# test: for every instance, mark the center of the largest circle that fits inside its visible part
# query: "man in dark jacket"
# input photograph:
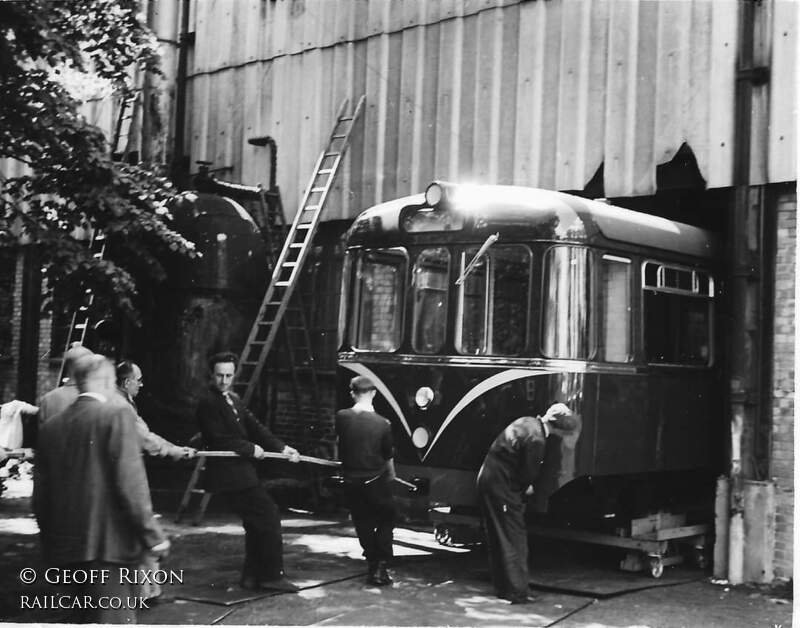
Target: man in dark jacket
(228, 425)
(58, 399)
(367, 454)
(91, 496)
(507, 475)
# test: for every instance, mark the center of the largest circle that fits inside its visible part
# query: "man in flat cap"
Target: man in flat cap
(366, 451)
(505, 479)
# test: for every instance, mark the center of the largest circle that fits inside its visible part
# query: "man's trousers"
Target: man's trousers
(373, 513)
(263, 544)
(506, 535)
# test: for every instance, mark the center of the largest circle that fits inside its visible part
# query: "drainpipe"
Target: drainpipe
(746, 244)
(180, 167)
(159, 90)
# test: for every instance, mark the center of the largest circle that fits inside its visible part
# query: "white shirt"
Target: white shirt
(98, 396)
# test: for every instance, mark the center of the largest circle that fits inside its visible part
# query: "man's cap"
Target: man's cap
(564, 422)
(75, 352)
(361, 383)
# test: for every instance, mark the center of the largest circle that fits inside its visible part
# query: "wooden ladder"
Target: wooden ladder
(81, 316)
(287, 269)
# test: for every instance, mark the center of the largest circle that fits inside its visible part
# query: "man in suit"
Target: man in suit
(91, 496)
(226, 424)
(367, 454)
(505, 479)
(129, 383)
(58, 399)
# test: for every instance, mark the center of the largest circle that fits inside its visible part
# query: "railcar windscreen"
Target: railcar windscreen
(430, 286)
(378, 299)
(494, 301)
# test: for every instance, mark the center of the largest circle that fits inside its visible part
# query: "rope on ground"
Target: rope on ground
(571, 613)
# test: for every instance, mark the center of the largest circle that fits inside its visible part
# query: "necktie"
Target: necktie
(229, 399)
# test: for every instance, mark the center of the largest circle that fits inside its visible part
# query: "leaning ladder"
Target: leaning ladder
(297, 338)
(287, 271)
(80, 317)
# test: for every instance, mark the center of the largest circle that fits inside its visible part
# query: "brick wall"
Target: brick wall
(782, 454)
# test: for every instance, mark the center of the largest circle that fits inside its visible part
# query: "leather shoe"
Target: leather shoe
(281, 584)
(382, 576)
(520, 599)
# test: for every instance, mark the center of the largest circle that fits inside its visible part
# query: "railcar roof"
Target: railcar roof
(543, 215)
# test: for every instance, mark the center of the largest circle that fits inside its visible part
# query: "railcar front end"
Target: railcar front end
(471, 306)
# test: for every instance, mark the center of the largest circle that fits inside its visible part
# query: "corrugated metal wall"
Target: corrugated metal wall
(537, 93)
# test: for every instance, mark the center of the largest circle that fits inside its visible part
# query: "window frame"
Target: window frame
(600, 315)
(591, 325)
(355, 306)
(710, 296)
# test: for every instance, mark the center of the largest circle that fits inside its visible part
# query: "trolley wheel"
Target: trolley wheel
(700, 557)
(656, 566)
(443, 535)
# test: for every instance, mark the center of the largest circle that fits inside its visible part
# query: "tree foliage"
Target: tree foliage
(71, 179)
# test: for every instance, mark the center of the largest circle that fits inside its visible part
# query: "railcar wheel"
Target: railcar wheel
(443, 536)
(700, 558)
(656, 566)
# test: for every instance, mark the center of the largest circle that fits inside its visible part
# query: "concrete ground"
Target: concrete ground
(434, 586)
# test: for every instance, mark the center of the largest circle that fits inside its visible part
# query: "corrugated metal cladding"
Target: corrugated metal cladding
(537, 93)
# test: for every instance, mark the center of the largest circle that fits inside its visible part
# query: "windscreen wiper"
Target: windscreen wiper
(481, 252)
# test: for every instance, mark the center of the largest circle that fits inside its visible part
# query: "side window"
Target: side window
(493, 302)
(566, 332)
(614, 296)
(677, 314)
(431, 285)
(378, 300)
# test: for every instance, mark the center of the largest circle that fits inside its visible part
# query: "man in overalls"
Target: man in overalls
(367, 454)
(507, 475)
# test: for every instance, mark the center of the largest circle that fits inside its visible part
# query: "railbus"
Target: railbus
(472, 305)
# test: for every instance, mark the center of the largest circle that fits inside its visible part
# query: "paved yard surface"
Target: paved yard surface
(434, 586)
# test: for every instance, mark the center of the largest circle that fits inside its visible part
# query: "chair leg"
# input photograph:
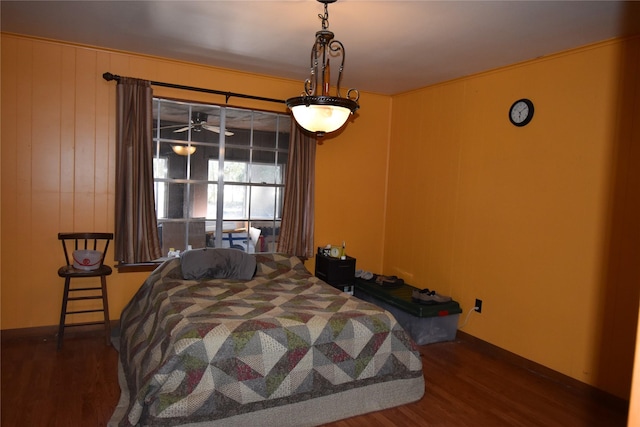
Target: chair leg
(105, 305)
(63, 312)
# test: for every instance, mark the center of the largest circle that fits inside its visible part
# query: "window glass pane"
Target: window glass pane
(263, 202)
(236, 171)
(212, 201)
(190, 139)
(235, 202)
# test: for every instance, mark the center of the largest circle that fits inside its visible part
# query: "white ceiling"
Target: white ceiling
(391, 46)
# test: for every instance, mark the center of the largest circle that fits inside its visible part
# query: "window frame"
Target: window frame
(280, 150)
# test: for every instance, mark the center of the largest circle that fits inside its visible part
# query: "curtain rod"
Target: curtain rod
(108, 77)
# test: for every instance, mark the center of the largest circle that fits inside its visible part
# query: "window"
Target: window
(219, 175)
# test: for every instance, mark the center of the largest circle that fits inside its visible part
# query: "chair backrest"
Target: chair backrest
(84, 241)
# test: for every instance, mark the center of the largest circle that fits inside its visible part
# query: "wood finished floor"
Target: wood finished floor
(466, 386)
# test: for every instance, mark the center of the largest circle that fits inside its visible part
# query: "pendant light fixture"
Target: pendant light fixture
(316, 110)
(183, 150)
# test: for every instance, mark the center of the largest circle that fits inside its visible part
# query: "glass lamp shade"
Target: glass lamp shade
(321, 114)
(183, 150)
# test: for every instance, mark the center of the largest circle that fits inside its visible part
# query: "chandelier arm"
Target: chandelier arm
(338, 48)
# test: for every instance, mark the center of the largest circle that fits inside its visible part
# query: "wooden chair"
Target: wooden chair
(82, 269)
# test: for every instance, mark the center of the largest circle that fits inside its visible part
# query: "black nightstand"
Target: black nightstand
(339, 273)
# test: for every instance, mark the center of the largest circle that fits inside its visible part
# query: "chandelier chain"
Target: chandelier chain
(325, 17)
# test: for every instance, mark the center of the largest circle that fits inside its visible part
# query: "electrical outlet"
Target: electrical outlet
(478, 305)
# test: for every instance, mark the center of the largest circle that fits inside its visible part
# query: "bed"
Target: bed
(280, 347)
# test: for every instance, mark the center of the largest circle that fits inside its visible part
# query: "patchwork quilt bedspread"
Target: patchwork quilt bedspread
(196, 350)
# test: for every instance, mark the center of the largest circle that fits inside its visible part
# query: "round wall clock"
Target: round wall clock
(521, 112)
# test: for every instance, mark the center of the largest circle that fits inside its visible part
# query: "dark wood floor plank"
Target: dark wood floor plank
(466, 385)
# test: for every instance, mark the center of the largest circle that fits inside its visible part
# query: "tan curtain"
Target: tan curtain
(296, 231)
(136, 236)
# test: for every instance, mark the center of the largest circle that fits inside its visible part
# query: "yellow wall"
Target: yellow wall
(58, 122)
(539, 222)
(433, 185)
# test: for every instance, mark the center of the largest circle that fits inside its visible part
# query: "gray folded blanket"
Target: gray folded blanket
(219, 263)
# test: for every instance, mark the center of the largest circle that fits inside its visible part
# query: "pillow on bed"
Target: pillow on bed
(222, 263)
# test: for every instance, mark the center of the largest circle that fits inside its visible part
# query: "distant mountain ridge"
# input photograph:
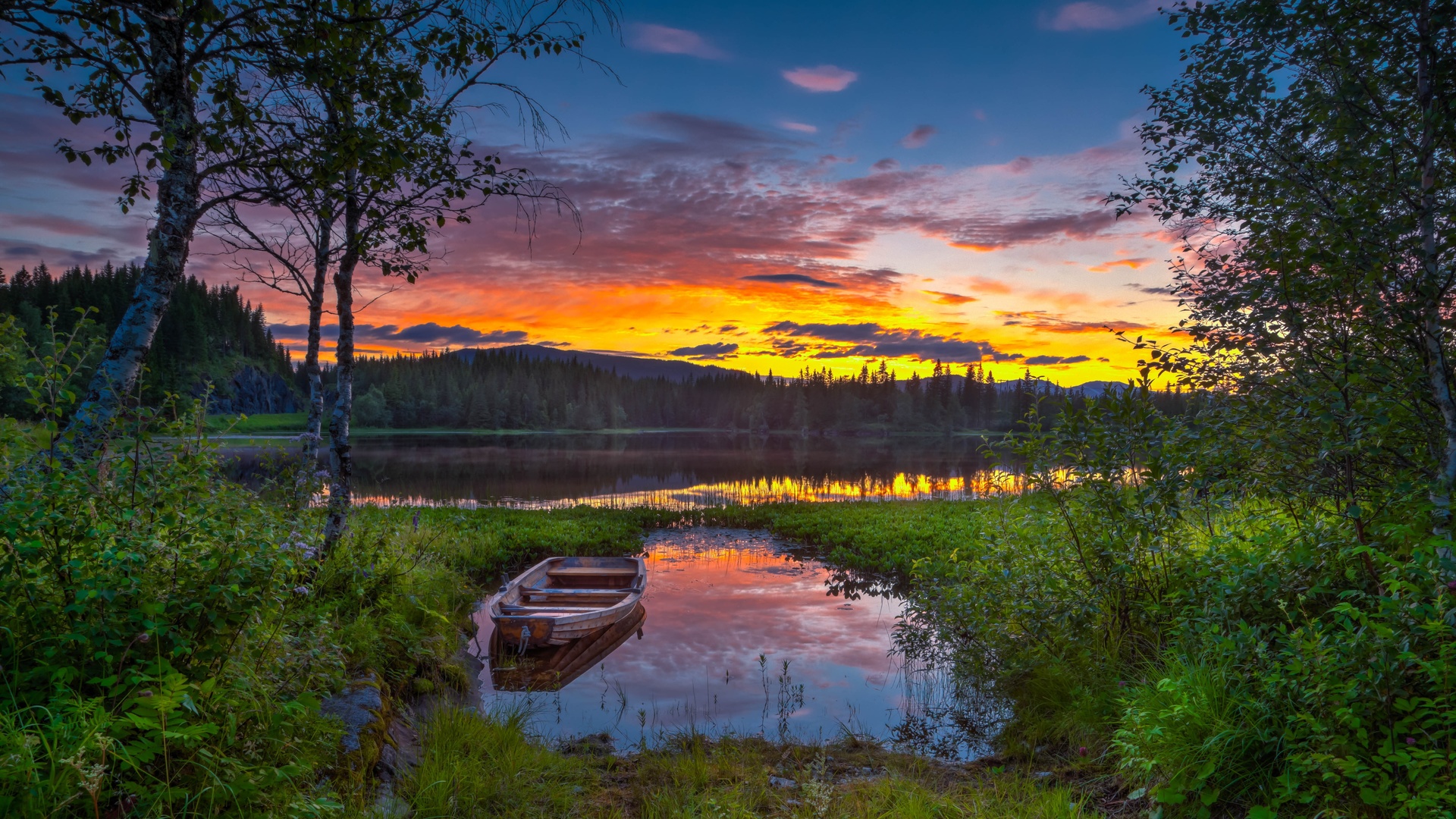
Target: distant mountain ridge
(641, 368)
(629, 366)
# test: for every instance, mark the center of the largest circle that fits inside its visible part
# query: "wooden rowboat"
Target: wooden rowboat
(555, 667)
(566, 598)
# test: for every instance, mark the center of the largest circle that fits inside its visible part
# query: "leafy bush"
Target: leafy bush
(142, 607)
(1199, 736)
(476, 767)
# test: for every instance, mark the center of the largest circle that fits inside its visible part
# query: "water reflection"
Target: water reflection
(750, 637)
(664, 469)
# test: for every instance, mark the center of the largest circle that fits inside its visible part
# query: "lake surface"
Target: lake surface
(663, 469)
(745, 634)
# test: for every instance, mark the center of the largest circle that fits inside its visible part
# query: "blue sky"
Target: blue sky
(767, 187)
(996, 80)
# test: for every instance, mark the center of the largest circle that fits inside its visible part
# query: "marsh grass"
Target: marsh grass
(479, 765)
(487, 767)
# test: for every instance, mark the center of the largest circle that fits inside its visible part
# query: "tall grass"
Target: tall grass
(485, 767)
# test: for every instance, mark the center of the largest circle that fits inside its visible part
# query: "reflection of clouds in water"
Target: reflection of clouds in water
(747, 493)
(717, 602)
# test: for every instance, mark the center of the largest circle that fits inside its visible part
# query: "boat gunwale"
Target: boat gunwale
(519, 583)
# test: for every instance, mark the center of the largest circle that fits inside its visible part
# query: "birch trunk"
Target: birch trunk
(168, 245)
(341, 487)
(313, 431)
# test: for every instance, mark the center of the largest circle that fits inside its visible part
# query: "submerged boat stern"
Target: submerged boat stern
(522, 632)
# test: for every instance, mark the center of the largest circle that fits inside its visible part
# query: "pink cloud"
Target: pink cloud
(918, 137)
(663, 39)
(1100, 17)
(821, 77)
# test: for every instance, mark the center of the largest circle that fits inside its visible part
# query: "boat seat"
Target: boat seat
(588, 572)
(576, 592)
(544, 611)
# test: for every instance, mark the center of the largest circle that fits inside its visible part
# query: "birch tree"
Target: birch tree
(175, 85)
(1305, 156)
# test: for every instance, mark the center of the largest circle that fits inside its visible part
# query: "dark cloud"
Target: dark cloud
(949, 297)
(791, 278)
(1047, 360)
(664, 39)
(427, 334)
(870, 340)
(707, 352)
(1047, 322)
(918, 137)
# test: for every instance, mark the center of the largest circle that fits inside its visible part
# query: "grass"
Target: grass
(487, 767)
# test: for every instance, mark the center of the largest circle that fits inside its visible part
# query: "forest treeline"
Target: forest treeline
(504, 390)
(206, 337)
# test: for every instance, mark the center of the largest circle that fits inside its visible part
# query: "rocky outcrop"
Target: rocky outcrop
(254, 392)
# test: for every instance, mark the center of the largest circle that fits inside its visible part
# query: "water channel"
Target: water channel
(745, 634)
(742, 632)
(663, 469)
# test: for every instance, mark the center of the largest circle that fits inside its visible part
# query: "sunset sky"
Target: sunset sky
(766, 187)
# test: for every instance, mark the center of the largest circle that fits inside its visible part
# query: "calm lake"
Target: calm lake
(664, 469)
(745, 634)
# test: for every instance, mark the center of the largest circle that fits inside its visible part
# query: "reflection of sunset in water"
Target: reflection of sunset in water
(726, 611)
(756, 490)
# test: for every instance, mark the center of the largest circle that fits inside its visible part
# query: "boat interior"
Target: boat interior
(566, 586)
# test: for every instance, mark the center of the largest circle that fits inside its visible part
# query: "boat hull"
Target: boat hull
(564, 599)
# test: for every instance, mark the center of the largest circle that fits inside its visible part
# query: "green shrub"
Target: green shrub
(485, 767)
(1199, 736)
(142, 605)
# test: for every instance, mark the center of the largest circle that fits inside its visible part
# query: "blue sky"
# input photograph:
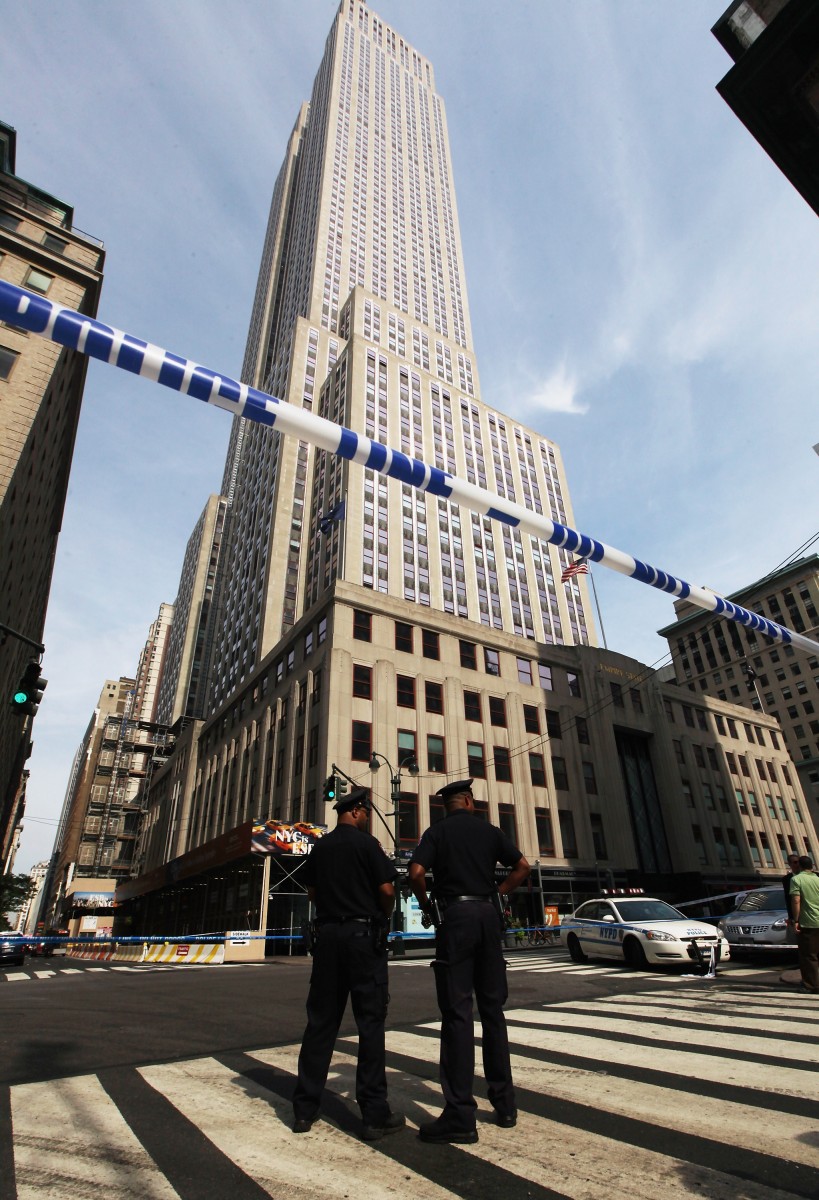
+===+
- **WHAT TO DO**:
Each line from the one that holds "Target: sunset sky" through the final line of the data must be retyped exactly; the pictures must not appear.

- **RESPONSE AREA**:
Target: sunset sky
(766, 187)
# test: for every instance, mark the center of the largest circle that fits inside its visible part
# query: "calm lake"
Target: calm lake
(664, 469)
(745, 634)
# test: for every instance, mark the center of the largest circle that fits inside its visible part
# query: "reflection of sunset in water"
Target: reflection of sunset in water
(726, 611)
(756, 490)
# test: for every instance, mark the center of the largest circle that fits inside its visible part
# query: "boat interior"
Target: boat interior
(566, 586)
# test: for every instance, mark the center of the largest circle that fits inside its visible part
# query: "boat hull"
Target: boat hull
(564, 599)
# test: for every instance, mark the center of the largest circle that fits inside its visible part
# query: "green shrub"
Target: green shrub
(485, 767)
(1199, 736)
(142, 605)
# test: for every instance, mark the center of the largest circle that fits inside its visible part
# query: "blue sky"
# input photograph:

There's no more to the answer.